=== Texte à analyser ===
##############################

Pression artérielle et pression à changer

pression artérielleMon beau-père avait une pression artérielle élevée. Je me souviens que lorsqu’il était en visite chez nous, il se plaignait souvent de maux de tête et de ne pas se sentir bien. En vérifiant sa tension artérielle, j’ai été choqué par son niveau élevé : 160/105 n’était pas rare. Je lui ai suggéré de se faire soigner. Je lui ai également dit qu’il devait arrêter de boire du café et d’autres boissons contenant de la caféine. Il ne s’y est pas plié. Quelques années plus tard, il a subi un accident vasculaire cérébral massif qui a fini par lui coûter la vie.

Il est bien documenté que le traitement des patients souffrant d’une pression artérielle très élevée (par exemple : 200/110 ou 170/105), réduit leur risque d’accident vasculaire cérébral, de crise cardiaque et de décès. Il semblerait donc logique d’obtenir les mêmes résultats en traitant une pression artérielle modérée. Une pression artérielle modérée est une pression systolique (chiffre du haut) comprise entre 140 et 160 et une pression diastolique (chiffre du bas) comprise entre 90 et 99. De nombreux médecins essaient de maintenir la tension artérielle de leurs patients aussi près que possible de 120/80. Mais pourquoi ce chiffre ? Avait-il été testé, ou était-il basé sur une hypothèse bien informée ?

##############################

=== Données fournies ===
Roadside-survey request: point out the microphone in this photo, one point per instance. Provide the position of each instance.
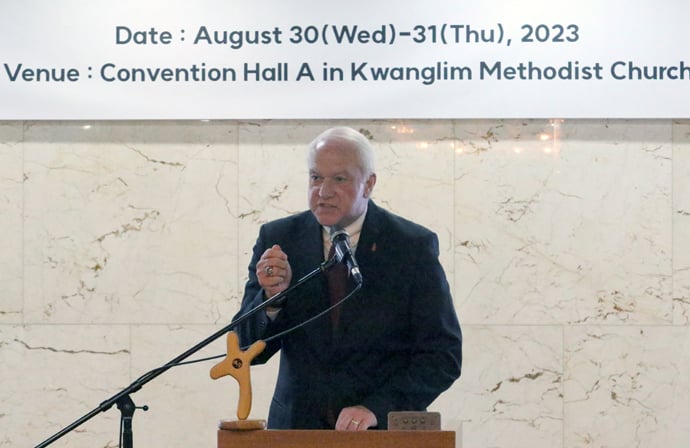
(341, 242)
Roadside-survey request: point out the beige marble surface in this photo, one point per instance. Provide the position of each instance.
(566, 243)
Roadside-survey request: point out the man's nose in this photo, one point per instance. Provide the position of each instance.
(326, 189)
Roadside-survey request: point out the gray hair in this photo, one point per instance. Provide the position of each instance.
(357, 141)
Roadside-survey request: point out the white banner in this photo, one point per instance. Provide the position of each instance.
(313, 59)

##############################

=== Travail à faire ===
• 1. D'après le texte sur la pression artérielle, entre quelles valeurs se situe la pression systolique dans le cas d'une pression artérielle modérée ?
• 2. Recopiez le passage du texte sur la pression artérielle situé entre « pression artérielleMon beau-père » et « coûter la vie. », bornes incluses, en substituant « thé » à « café ».
• 3. Rédigez, s'il vous plaît, la suite du texte sur la pression artérielle à partir de sa dernière phrase.

=== Réponses attendues ===
• 1. Entre 140 et 160.

• 2.
pression artérielleMon beau-père avait une pression artérielle élevée. Je me souviens que lorsqu’il était en visite chez nous, il se plaignait souvent de maux de tête et de ne pas se sentir bien. En vérifiant sa tension artérielle, j’ai été choqué par son niveau élevé : 160/105 n’était pas rare. Je lui ai suggéré de se faire soigner. Je lui ai également dit qu’il devait arrêter de boire du thé et d’autres boissons contenant de la théine. Il ne s’y est pas plié. Quelques années plus tard, il a subi un accident vasculaire cérébral massif qui a fini par lui coûter la vie.

• 3.
Un article récent du JAMA (Journal of the American Medical Association) s’est penché sur cette question. Le constat était qu’il n’y avait pas eu d’études indépendantes bien conçues remettant en cause l’hypothèse d’un traitement de la PA modérée. Il y a environ 6 ans, le groupe Cochrane a donc été chargé de concevoir une étude pour répondre à cette question. L’argent des compagnies pharmaceutiques n’a pas été mis à contribution. Selon l’article du JAMA, il s’agissait de l’une des études les mieux conçues portant sur la pression artérielle.

L’étude a duré 5 ans (la norme d’or pour de nombreuses études médicales) avec 10 000 participants. Les résultats ont été publiés en août 2012. Et les résultats étaient choquants. Traiter la tension artérielle dans la fourchette de 140-160/90-99 ne réduit PAS les crises cardiaques, les accidents vasculaires cérébraux ou les décès ! La seule exception était que les personnes souffrant d’une maladie cardiaque préexistante pouvaient en tirer un certain bénéfice.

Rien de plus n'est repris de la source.